[START]

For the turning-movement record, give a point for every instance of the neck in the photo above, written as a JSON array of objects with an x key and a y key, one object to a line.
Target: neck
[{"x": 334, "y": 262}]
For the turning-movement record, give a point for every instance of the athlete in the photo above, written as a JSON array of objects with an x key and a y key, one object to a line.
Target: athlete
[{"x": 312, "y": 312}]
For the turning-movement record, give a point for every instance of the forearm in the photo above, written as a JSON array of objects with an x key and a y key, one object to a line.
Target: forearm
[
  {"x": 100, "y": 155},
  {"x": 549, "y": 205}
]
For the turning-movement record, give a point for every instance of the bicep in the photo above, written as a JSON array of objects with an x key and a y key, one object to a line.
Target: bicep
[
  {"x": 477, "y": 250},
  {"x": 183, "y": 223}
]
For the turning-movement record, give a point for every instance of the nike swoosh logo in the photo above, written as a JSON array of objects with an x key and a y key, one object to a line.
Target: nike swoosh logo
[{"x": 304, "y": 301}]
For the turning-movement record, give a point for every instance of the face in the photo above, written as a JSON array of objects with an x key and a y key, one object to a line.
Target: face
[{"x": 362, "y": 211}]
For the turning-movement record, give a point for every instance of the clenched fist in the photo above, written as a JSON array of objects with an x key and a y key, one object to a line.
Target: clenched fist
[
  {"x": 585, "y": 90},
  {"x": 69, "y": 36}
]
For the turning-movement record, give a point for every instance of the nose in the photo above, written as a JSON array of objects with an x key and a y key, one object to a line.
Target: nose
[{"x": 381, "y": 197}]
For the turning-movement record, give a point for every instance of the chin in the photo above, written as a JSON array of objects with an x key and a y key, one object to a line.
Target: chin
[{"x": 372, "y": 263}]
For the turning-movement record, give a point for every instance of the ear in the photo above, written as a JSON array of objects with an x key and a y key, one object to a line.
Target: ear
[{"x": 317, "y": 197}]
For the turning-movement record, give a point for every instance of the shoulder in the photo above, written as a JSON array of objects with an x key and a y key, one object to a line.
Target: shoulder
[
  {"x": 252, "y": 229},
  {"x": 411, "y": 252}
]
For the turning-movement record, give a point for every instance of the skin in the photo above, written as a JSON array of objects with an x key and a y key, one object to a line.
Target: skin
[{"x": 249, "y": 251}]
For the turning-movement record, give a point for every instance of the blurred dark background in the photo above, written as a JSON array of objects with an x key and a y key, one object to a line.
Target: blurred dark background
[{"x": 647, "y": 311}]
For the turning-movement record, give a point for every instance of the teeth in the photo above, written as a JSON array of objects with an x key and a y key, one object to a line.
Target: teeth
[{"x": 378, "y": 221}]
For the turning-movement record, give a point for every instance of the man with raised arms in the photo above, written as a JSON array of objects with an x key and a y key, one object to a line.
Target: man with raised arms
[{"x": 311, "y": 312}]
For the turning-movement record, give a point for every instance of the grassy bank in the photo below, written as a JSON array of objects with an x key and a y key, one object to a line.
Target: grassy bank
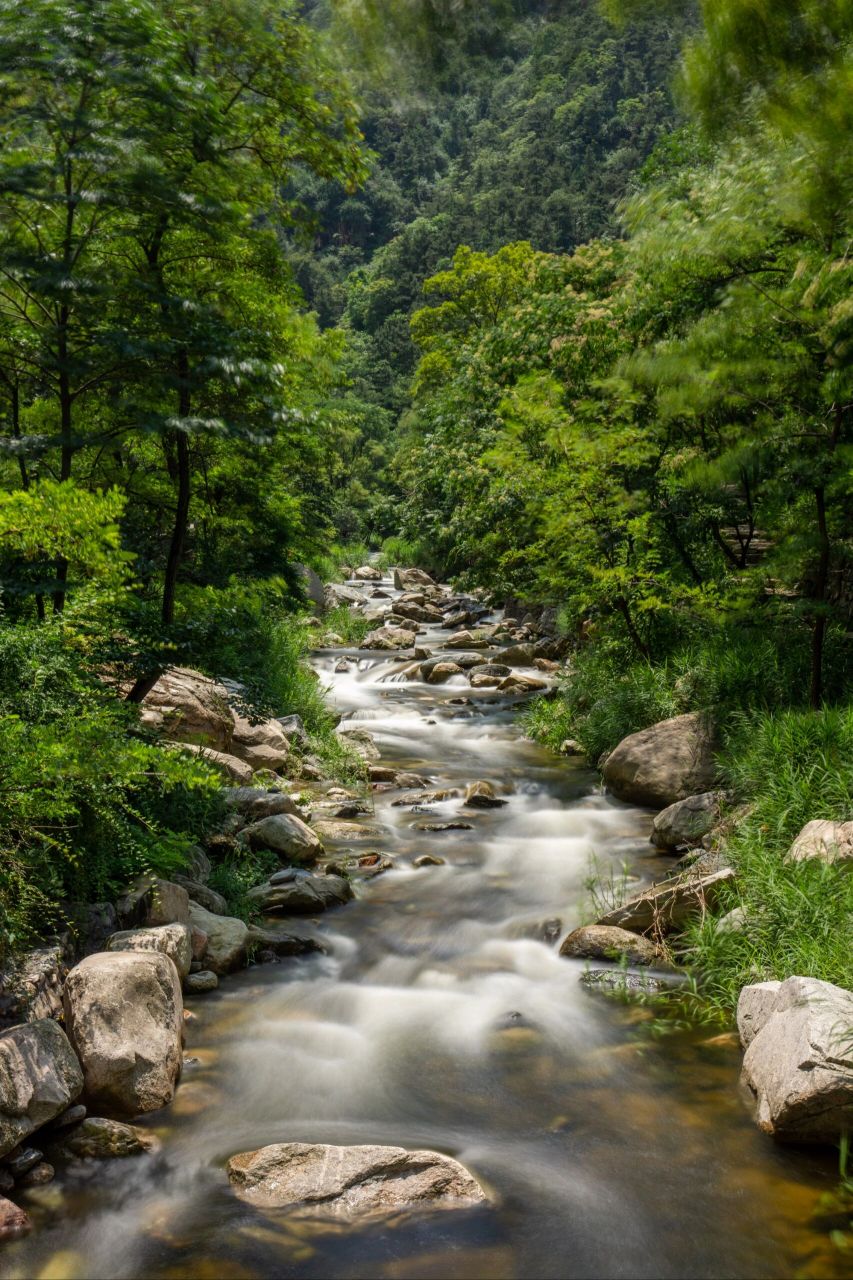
[{"x": 784, "y": 766}]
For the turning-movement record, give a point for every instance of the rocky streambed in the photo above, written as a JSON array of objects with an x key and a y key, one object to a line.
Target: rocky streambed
[{"x": 430, "y": 1047}]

[END]

=== What the task requires ===
Output exactly the lines from the one containing "instance of the ear" through the last line of the records above, both included, leaving out any pictures.

=== Solution for this exercise ===
For the turning-movement record, give a point for every instance of the ear in the photo above, written as a JSON array of objects with an x key and a y key, one object to a line.
Target: ear
[{"x": 317, "y": 197}]
For the turning-movement record, give a point for every instance of the shoulder in the photo above, written as a JSON array of objects with an x key and a y key, one object to a line.
Target: shoulder
[
  {"x": 252, "y": 229},
  {"x": 411, "y": 252}
]
For the turning-movement record, give a point for every instance of the skin in the photo above, written as a JSON array of objects with an x key and a y key, one object to a line.
Target: skin
[{"x": 249, "y": 251}]
For the turning-movement record, give a point for every instance of the blurred dark background in the photo above, written as a JSON array of objects with an x key and a y key, one object to a line.
Target: blurred dark background
[{"x": 647, "y": 311}]
For the turning-movement record, give a point for every instance of the teeth in the photo above, written as a JSON array of objects with an x key and a y key, one object to a line.
Target: teeth
[{"x": 378, "y": 221}]
For the turning-movement record, give a point for every instance of the man with raised arms in the photo above, written as a JSON array of objects with an x key and a y key, one object to a line.
Target: man with raised arms
[{"x": 311, "y": 312}]
For the turning-movement record, give a point for every instance of the grassy bank in the photo below, written as a JSON array of objects with an x key and a y key, one object to a line.
Target: grassy bank
[{"x": 784, "y": 766}]
For the turning-movement record, give a point for every instance of the rocky streambed in the photo above, written as a JSON array of objects with an x key and a y key, one object to a line.
Target: rocky streambed
[{"x": 430, "y": 1047}]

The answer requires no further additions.